**Work to complete:** Each line in the records below that has the word "yellow" should be copied.

**Excerpts from a dataset:**

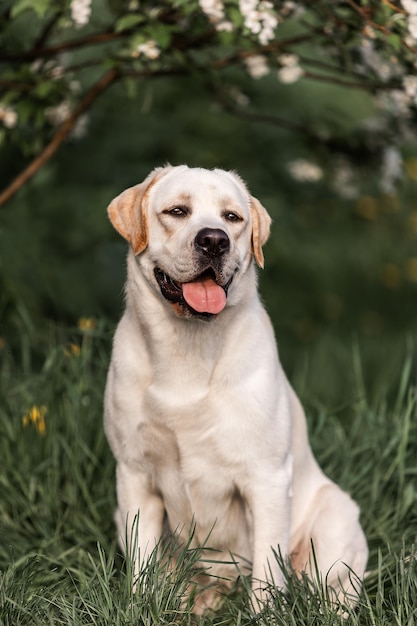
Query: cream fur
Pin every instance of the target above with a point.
(202, 421)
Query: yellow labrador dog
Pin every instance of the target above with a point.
(204, 425)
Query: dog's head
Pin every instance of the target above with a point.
(194, 232)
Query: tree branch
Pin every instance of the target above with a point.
(63, 131)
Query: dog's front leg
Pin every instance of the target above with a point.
(271, 518)
(139, 516)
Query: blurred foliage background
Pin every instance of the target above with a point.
(342, 257)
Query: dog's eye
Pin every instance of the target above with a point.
(232, 217)
(178, 211)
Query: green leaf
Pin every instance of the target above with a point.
(39, 6)
(128, 21)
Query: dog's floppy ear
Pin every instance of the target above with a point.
(128, 211)
(261, 223)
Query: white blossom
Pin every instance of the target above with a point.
(410, 87)
(257, 66)
(259, 19)
(149, 49)
(58, 114)
(392, 169)
(290, 70)
(214, 9)
(343, 180)
(8, 116)
(80, 12)
(304, 171)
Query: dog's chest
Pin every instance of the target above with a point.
(194, 472)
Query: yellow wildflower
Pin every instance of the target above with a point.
(87, 323)
(36, 416)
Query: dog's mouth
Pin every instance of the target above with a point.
(202, 296)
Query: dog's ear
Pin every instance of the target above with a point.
(261, 223)
(128, 211)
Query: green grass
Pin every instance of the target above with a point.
(59, 561)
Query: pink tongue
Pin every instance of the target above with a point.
(204, 296)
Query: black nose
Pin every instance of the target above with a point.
(212, 241)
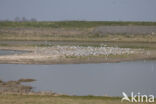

**Response for this exercise:**
Query: yellow labrador dog
Query: yellow wildflower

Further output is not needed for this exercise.